-- EXERCISE DATA follows --

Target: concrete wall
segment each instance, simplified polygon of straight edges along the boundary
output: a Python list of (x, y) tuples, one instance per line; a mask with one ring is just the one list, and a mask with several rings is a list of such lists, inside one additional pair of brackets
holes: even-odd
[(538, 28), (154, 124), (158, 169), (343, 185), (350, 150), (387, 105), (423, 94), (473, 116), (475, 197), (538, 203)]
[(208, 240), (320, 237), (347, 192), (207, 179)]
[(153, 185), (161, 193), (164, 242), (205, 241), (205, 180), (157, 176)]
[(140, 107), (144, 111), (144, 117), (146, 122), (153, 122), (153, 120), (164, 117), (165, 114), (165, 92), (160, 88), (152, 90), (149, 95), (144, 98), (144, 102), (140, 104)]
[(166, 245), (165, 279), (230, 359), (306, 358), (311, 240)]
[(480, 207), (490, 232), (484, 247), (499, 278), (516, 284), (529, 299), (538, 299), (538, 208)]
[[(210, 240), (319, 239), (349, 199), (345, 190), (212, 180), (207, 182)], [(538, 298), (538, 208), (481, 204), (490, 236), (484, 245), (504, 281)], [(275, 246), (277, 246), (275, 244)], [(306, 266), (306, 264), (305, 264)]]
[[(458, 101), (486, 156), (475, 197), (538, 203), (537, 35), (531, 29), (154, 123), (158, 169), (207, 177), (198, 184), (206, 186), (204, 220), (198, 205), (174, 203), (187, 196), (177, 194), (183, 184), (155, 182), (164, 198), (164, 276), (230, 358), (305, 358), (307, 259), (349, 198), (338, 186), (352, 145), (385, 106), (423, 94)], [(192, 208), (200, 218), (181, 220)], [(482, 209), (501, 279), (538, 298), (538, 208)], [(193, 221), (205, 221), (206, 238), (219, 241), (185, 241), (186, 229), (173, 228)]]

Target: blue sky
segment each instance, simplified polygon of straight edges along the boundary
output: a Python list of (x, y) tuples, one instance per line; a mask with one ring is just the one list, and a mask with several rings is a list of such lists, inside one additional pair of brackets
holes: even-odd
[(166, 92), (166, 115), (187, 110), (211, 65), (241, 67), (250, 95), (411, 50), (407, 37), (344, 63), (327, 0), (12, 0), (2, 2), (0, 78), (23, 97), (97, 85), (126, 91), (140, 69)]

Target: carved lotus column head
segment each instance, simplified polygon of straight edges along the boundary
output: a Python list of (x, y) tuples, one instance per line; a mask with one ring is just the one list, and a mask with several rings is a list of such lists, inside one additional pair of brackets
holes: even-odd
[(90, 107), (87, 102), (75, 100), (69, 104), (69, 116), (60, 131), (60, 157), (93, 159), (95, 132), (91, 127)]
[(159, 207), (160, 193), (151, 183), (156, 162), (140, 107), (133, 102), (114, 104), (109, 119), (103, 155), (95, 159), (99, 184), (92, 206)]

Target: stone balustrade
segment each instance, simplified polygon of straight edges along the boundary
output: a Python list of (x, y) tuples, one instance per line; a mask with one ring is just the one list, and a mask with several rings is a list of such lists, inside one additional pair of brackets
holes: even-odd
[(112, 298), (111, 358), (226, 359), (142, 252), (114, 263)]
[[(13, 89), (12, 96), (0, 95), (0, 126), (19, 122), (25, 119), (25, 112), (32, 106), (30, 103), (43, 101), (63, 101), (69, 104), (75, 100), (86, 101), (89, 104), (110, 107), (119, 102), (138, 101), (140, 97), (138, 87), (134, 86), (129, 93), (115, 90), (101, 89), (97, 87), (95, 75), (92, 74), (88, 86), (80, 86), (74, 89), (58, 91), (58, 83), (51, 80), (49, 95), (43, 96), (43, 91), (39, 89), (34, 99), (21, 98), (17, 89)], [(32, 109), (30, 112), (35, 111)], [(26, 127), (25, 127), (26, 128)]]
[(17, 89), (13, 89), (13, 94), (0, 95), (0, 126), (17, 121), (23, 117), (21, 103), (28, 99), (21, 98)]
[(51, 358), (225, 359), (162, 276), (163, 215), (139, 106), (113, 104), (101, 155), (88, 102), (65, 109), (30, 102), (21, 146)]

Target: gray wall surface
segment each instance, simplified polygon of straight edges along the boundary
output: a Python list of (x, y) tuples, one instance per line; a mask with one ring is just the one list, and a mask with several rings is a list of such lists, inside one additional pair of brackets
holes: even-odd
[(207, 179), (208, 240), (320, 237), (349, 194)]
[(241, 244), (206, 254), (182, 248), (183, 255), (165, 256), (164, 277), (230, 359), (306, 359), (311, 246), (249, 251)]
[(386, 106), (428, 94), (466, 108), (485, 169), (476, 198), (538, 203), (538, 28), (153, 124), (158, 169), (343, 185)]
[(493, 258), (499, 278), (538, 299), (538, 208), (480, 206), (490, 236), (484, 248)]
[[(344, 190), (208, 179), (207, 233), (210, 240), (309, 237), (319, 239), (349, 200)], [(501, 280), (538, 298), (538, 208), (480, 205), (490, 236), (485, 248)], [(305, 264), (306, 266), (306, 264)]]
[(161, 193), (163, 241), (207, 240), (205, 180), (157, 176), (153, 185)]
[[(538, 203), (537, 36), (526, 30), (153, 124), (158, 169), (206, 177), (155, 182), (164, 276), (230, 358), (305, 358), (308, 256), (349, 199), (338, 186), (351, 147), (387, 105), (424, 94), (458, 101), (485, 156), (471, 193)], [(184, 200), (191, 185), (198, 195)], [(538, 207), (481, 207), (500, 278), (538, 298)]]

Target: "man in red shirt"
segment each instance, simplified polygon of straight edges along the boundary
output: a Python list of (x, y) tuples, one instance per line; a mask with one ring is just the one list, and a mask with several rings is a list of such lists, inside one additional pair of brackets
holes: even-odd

-- EXERCISE DATA concluded --

■ **YOUR ASSIGNMENT**:
Look at the entries above. Then set all of them down again exactly.

■ **ANSWER FOR THE TASK**:
Target: concrete wall
segment each instance, simplified polygon of straight edges along the boundary
output: a Python list of (x, y) tuples, one instance per line; a mask with one ring is just the one list, and a mask with several rings is a list of such lists, inside one additional pair of brackets
holes: even-odd
[(538, 28), (154, 124), (158, 169), (343, 185), (350, 150), (387, 105), (423, 94), (473, 116), (475, 197), (538, 203)]
[(208, 240), (320, 237), (347, 192), (207, 179)]
[(153, 185), (161, 193), (164, 242), (205, 241), (205, 180), (157, 176)]
[(140, 107), (144, 111), (144, 117), (146, 122), (153, 122), (153, 120), (164, 117), (165, 114), (165, 92), (160, 88), (152, 90), (149, 95), (144, 98), (144, 102), (140, 104)]
[(166, 245), (165, 279), (230, 359), (306, 358), (311, 240)]
[(480, 207), (490, 232), (484, 247), (499, 278), (516, 284), (529, 299), (538, 299), (538, 208)]
[[(210, 240), (319, 239), (349, 199), (345, 190), (212, 180), (207, 182)], [(538, 298), (538, 208), (481, 204), (490, 236), (484, 245), (504, 281)], [(275, 246), (277, 246), (275, 244)], [(306, 266), (306, 264), (305, 264)]]
[[(458, 101), (486, 156), (475, 197), (538, 203), (537, 35), (531, 29), (154, 123), (158, 169), (207, 177), (198, 184), (206, 186), (204, 220), (198, 205), (174, 203), (187, 196), (177, 194), (183, 184), (155, 182), (164, 198), (164, 276), (230, 358), (305, 358), (307, 259), (349, 198), (338, 186), (352, 145), (385, 106), (423, 94)], [(192, 208), (200, 218), (181, 220)], [(482, 209), (501, 279), (538, 298), (538, 208)], [(193, 221), (205, 221), (206, 238), (219, 241), (185, 241), (186, 229), (173, 228)]]

Target: blue sky
segment each instance, simplified polygon of straight edges along the boundary
output: a Python list of (x, y) tuples, one instance per line; a mask with one ring is just the one list, and a mask with several rings is a list of such lists, inside one additional pair of brackets
holes: even-odd
[(166, 92), (166, 115), (187, 110), (211, 65), (241, 67), (250, 95), (411, 50), (407, 37), (344, 63), (327, 0), (12, 0), (2, 2), (0, 78), (23, 97), (97, 85), (126, 91), (140, 69)]

Target: carved lotus column head
segment each instance, simplified polygon of straight edges along the boundary
output: a Python list of (x, y) tuples, one instance per line; a mask with one ring is just the one list, and a mask with several rings is a list of such lists, inside one additional pair of brackets
holes: even-odd
[(90, 107), (87, 102), (75, 100), (69, 104), (69, 116), (60, 131), (60, 157), (93, 159), (95, 132), (91, 127)]
[(159, 207), (160, 193), (151, 183), (156, 162), (140, 107), (133, 102), (114, 104), (109, 119), (103, 155), (95, 159), (99, 184), (92, 206)]

Target: stone balustrade
segment each instance, simplified polygon of straight edges along the boundary
output: a Python list of (x, y) tuples, one instance per line; a mask with one ring is just the one list, and a mask with several rings is a list of such lists, inside one additional pair of brackets
holes: even-odd
[(112, 298), (111, 358), (226, 359), (142, 252), (114, 263)]
[[(13, 89), (12, 96), (0, 95), (0, 126), (19, 122), (25, 119), (25, 112), (32, 106), (30, 103), (43, 101), (63, 101), (69, 104), (75, 100), (86, 101), (89, 104), (110, 107), (119, 102), (138, 101), (140, 97), (138, 87), (134, 86), (129, 93), (115, 90), (101, 89), (97, 87), (95, 75), (92, 74), (88, 86), (80, 86), (74, 89), (58, 91), (58, 83), (51, 80), (49, 95), (43, 96), (43, 91), (39, 89), (34, 99), (21, 98), (17, 89)], [(32, 109), (30, 112), (35, 111)], [(26, 127), (25, 127), (26, 128)]]
[(17, 89), (13, 89), (13, 94), (0, 95), (0, 126), (17, 121), (23, 117), (21, 103), (28, 99), (21, 98)]
[(51, 358), (225, 359), (162, 276), (163, 215), (139, 106), (113, 104), (101, 155), (88, 102), (65, 109), (30, 102), (21, 146)]

Target: gray wall surface
segment each instance, simplified polygon of straight edges along the boundary
output: a Python list of (x, y) tuples, one instance per line; a mask with one ring is just the one list, and a mask with several rings is a list of such lists, inside one additional pair of brackets
holes: even-odd
[(207, 179), (208, 240), (320, 237), (349, 194)]
[(241, 244), (206, 254), (182, 248), (183, 255), (165, 256), (164, 277), (230, 359), (306, 359), (311, 246), (249, 251)]
[(386, 106), (428, 94), (466, 108), (485, 169), (476, 198), (538, 203), (538, 28), (153, 124), (158, 169), (343, 185)]
[(493, 258), (499, 278), (538, 299), (538, 208), (480, 206), (490, 236), (484, 248)]
[[(344, 190), (208, 179), (207, 233), (210, 240), (309, 237), (319, 239), (349, 200)], [(501, 280), (538, 298), (538, 208), (480, 205), (490, 236), (485, 248)], [(305, 264), (306, 266), (306, 264)]]
[(161, 193), (163, 241), (207, 240), (205, 180), (157, 176), (153, 185)]
[[(538, 203), (537, 36), (526, 30), (153, 124), (158, 169), (206, 177), (155, 182), (164, 276), (230, 358), (305, 358), (308, 256), (349, 199), (338, 186), (351, 147), (387, 105), (424, 94), (458, 101), (485, 156), (471, 193)], [(184, 200), (191, 185), (198, 195)], [(538, 207), (481, 207), (500, 278), (538, 298)]]

Target: "man in red shirt"
segment each instance, simplified polygon of straight edges along the boundary
output: a Python list of (x, y) tuples, one instance per line; a mask with one ring is just the one list, and a mask with several rings is a list of such lists, inside one additional pair of brackets
holes: even-odd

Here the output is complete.